■ The exercise:
Please pull out every line of the material below that contains the string "faucet".

■ Records for the exercise:
---
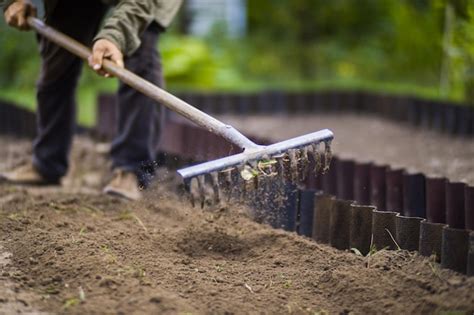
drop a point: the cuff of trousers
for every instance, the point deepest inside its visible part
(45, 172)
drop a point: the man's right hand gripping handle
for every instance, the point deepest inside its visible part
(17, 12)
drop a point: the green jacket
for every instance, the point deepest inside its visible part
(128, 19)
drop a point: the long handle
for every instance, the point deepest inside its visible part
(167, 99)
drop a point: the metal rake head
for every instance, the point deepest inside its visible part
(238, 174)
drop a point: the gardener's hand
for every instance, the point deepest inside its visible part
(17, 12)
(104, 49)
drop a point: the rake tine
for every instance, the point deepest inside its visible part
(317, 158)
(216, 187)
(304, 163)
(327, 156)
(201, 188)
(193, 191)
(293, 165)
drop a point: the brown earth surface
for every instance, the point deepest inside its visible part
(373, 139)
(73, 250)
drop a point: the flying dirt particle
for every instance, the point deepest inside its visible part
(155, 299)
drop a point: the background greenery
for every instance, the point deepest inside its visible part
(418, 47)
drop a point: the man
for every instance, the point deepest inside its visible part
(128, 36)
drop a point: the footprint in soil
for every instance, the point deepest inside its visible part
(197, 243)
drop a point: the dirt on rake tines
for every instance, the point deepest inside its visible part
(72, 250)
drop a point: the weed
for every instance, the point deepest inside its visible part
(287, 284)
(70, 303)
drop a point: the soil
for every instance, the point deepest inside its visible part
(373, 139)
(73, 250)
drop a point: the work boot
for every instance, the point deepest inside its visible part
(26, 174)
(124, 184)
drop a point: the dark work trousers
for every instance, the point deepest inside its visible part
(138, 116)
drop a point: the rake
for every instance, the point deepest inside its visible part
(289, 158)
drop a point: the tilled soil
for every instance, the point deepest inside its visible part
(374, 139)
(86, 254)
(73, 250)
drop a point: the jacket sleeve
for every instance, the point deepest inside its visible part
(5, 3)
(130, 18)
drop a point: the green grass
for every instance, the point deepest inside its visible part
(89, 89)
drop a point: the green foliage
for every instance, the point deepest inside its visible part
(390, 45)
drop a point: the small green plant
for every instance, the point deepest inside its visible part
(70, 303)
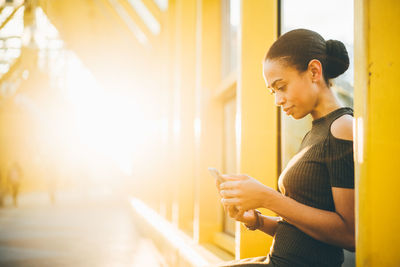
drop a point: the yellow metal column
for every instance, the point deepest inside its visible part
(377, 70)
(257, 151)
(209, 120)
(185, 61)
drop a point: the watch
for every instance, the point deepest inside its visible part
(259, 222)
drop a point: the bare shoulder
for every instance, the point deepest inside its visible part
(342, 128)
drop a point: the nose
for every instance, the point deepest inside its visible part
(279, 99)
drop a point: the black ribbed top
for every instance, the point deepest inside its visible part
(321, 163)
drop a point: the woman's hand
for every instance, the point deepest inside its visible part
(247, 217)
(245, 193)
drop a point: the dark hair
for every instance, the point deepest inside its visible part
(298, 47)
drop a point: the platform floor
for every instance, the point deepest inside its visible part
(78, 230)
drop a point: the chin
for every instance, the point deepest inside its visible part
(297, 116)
---
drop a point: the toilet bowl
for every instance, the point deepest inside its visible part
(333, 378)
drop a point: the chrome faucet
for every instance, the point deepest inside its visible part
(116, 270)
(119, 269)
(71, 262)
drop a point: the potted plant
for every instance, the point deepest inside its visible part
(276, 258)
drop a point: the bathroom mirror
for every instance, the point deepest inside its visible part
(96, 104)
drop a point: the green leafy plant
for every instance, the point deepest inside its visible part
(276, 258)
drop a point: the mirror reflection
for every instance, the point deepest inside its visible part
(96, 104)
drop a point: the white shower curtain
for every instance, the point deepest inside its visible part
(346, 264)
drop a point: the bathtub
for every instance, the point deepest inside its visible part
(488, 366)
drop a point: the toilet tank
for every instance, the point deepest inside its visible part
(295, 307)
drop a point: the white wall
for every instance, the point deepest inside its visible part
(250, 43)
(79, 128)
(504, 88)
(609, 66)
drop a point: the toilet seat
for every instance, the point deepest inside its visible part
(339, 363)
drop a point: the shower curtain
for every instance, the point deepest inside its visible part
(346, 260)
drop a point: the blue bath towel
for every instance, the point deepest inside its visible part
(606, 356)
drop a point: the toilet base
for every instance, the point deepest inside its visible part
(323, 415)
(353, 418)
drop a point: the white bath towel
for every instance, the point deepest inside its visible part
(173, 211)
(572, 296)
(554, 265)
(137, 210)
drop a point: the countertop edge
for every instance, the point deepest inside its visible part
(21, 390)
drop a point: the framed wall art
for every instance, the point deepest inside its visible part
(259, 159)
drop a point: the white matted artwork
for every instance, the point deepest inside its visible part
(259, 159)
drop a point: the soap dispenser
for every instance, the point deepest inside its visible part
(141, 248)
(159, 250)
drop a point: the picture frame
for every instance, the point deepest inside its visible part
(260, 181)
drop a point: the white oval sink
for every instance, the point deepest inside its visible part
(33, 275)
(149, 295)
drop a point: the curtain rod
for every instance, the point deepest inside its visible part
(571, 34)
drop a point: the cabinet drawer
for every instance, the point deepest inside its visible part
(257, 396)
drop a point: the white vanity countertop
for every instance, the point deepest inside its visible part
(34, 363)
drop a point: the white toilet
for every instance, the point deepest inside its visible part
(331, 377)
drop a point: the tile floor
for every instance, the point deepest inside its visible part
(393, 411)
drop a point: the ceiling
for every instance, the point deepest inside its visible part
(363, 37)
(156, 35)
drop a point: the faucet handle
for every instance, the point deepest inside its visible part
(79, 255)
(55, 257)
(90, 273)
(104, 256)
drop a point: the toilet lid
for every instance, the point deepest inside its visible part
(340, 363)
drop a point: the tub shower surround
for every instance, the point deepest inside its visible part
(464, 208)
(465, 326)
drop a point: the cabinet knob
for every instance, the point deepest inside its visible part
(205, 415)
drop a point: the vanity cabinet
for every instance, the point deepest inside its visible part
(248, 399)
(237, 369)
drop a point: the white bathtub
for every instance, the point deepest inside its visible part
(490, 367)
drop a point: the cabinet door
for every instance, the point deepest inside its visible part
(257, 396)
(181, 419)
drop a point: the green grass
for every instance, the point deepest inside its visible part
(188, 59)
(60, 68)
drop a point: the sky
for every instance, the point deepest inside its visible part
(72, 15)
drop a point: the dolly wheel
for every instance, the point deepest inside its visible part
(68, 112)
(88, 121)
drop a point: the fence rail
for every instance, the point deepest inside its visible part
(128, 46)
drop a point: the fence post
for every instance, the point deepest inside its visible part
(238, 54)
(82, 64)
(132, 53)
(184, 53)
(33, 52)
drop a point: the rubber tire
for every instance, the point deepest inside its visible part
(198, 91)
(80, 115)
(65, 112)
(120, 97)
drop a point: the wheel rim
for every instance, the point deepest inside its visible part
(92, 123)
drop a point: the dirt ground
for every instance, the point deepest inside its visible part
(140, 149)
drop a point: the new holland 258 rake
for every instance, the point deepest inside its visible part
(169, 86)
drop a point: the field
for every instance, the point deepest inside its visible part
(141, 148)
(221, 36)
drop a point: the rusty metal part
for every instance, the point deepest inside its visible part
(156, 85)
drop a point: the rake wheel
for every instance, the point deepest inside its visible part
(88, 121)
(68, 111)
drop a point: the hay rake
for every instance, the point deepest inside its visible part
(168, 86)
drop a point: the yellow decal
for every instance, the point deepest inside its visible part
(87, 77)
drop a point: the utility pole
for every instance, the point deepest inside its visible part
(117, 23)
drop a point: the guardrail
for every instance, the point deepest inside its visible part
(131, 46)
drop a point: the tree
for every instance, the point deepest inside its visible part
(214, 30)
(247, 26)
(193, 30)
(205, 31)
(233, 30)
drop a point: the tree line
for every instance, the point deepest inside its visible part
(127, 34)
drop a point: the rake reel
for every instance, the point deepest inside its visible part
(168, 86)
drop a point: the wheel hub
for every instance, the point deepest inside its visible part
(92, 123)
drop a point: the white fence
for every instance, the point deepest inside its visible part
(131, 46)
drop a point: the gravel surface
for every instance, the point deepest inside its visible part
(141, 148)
---
■ Completed exercise:
drop a point: the chrome faucet
drop a point: the faucet handle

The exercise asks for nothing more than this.